- [GIVEN RECORDS]

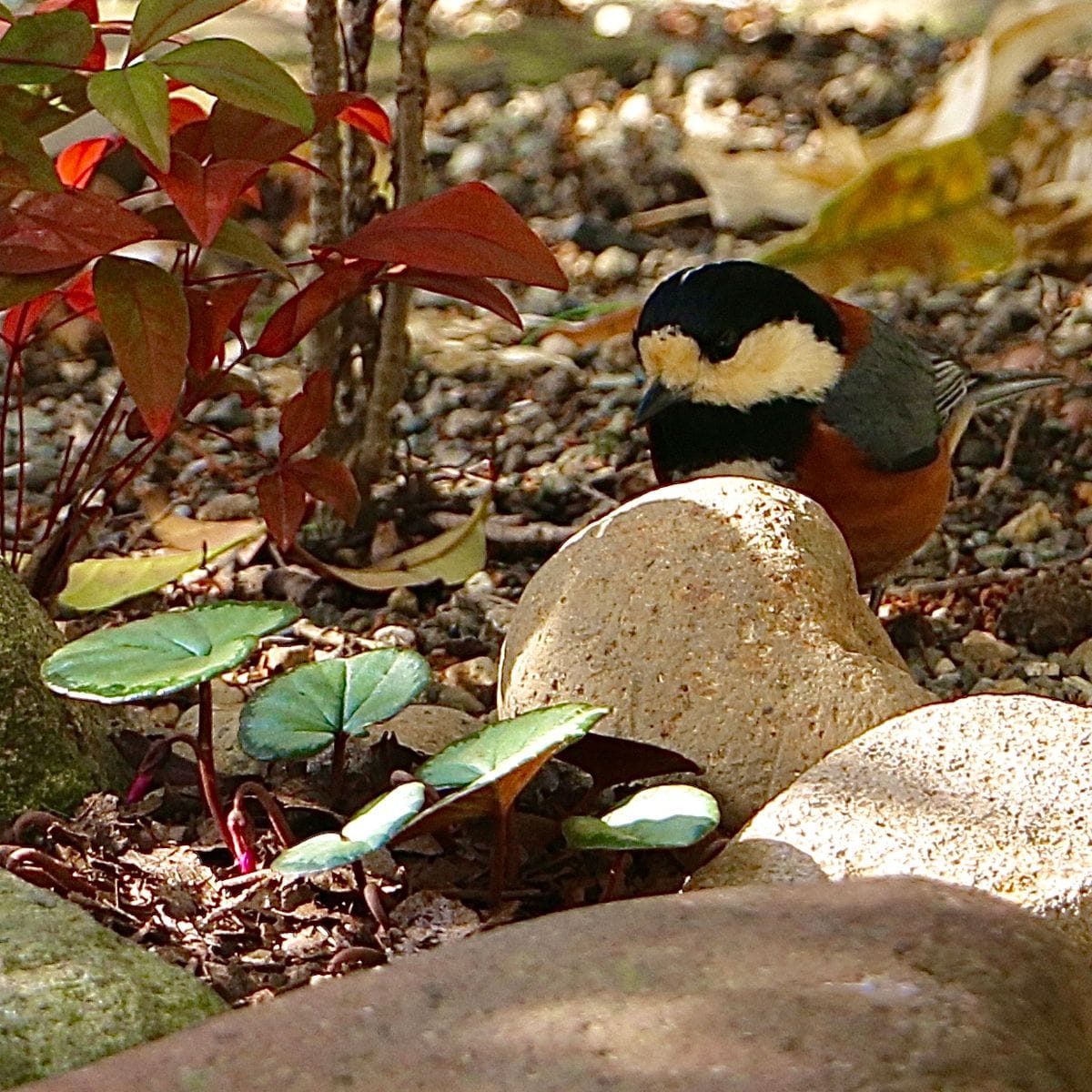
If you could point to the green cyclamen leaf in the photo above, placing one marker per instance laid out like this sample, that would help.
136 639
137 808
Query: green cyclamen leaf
665 817
370 829
300 713
164 653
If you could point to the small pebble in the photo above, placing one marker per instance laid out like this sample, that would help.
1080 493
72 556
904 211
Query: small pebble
456 697
404 602
228 506
983 649
476 676
1029 525
399 637
993 556
77 371
1082 656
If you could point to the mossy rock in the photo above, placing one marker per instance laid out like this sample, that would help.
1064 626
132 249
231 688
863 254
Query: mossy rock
54 751
72 992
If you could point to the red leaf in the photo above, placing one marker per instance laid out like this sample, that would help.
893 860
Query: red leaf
90 8
305 415
77 163
283 503
469 230
96 60
236 134
191 137
205 195
329 480
54 230
474 289
147 325
213 311
20 322
295 318
356 109
81 298
184 112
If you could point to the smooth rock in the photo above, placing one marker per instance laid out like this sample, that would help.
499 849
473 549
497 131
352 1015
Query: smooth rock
718 617
879 986
986 651
991 792
72 992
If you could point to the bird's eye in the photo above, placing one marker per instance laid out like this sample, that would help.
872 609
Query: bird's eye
724 347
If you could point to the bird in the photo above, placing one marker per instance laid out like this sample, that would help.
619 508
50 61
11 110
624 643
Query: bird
751 371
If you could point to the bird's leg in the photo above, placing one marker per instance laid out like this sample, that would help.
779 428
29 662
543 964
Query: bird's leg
876 595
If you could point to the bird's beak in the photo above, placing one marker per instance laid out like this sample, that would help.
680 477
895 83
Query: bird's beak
658 399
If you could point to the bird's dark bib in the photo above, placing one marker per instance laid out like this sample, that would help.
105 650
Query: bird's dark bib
693 436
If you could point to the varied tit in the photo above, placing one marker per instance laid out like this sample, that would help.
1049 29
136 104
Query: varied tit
753 372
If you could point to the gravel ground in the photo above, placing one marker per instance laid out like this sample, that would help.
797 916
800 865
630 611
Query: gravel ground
1000 599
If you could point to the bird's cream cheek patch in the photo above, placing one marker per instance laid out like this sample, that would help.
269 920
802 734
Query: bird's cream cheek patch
672 358
779 360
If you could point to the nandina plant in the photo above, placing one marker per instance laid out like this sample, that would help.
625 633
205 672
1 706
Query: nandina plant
178 332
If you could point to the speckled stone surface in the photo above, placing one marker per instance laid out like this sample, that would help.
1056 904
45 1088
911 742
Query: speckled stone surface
72 991
720 618
895 986
991 792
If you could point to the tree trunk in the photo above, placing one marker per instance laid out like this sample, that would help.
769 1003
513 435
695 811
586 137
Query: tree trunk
369 459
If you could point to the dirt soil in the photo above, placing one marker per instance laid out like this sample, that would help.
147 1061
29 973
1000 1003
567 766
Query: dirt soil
545 424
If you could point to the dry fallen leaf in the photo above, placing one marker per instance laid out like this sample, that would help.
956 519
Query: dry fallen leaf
452 557
927 211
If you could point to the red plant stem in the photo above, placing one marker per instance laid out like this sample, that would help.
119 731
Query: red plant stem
614 885
268 801
207 763
374 900
21 474
15 355
498 871
338 770
61 876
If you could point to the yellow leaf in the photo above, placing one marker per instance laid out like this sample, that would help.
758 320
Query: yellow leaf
451 557
982 86
184 533
924 211
101 582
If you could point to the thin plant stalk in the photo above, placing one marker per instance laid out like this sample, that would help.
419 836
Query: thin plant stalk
270 806
338 768
207 763
612 888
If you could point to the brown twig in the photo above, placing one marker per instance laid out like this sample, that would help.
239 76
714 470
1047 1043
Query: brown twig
994 474
322 36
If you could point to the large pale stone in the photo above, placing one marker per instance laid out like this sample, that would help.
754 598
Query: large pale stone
885 986
72 991
992 792
720 618
54 751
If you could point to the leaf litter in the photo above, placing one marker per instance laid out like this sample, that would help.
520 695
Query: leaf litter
545 430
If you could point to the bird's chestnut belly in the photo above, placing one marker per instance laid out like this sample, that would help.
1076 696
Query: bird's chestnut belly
884 517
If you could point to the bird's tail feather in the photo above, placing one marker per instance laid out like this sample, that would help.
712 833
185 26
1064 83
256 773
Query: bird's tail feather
988 390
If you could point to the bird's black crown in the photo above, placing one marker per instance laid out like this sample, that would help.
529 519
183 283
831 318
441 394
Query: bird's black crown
718 305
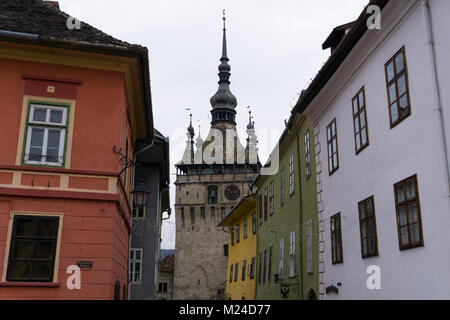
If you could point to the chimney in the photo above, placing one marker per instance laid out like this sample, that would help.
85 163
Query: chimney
53 3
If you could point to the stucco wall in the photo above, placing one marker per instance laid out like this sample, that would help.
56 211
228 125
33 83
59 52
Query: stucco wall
412 147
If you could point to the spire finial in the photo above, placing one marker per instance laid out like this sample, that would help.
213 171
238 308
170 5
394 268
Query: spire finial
223 101
224 18
190 128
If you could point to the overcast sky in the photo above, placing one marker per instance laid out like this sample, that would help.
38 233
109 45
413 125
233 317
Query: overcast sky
274 49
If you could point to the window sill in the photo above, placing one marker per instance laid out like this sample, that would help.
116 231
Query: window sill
30 284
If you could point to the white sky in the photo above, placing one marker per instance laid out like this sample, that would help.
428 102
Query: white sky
274 49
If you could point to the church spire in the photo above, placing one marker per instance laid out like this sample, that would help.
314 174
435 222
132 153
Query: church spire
224 102
188 154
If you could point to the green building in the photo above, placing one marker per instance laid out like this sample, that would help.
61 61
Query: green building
287 242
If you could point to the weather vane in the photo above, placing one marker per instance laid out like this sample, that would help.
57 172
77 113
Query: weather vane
224 18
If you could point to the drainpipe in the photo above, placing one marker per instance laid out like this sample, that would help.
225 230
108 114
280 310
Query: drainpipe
301 211
131 220
425 4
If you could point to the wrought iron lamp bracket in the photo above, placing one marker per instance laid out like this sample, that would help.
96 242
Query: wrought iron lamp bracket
124 160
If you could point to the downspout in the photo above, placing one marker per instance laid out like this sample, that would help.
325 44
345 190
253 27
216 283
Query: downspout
301 213
436 92
131 220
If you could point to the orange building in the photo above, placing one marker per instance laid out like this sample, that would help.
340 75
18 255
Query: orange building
67 97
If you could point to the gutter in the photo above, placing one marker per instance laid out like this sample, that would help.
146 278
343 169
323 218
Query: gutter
425 4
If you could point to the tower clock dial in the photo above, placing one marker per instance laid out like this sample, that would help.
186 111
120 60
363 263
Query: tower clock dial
232 192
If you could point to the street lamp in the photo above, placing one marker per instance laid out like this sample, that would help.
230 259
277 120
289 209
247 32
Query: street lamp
140 194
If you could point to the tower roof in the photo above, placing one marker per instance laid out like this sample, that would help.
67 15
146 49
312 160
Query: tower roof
223 98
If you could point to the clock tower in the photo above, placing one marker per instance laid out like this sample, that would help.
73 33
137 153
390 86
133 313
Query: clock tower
212 177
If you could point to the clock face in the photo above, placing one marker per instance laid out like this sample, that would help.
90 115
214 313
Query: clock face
232 192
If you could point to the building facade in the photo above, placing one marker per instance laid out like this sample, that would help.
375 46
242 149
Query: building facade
242 225
380 113
212 177
287 250
68 98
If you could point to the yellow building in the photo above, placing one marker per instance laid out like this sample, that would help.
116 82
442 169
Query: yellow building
241 223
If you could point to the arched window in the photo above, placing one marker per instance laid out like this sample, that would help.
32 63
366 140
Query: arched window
212 195
182 217
192 216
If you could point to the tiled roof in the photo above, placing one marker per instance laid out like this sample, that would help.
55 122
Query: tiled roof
47 21
167 264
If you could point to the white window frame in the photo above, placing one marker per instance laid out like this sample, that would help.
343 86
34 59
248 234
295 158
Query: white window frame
309 247
291 174
133 262
281 260
271 197
307 154
46 126
292 256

- [SHORT PROBLEM]
Copy word for word the lines of the listing from the line that contains "If you could point to the tiled" through the final line of the listing, including both.

- [WRITTEN RESPONSE]
If you could point to the tiled roof in the photo above, placing one marker per instance laid out like this sample, that would help.
55 122
Query: tiled roof
47 21
167 264
If you could point to the white window frame in the photo above, placing one marker per instance laid out like this sample, that would help.
343 86
34 59
248 234
295 158
Query: white window frame
309 247
291 174
133 262
281 260
271 197
307 154
46 126
292 256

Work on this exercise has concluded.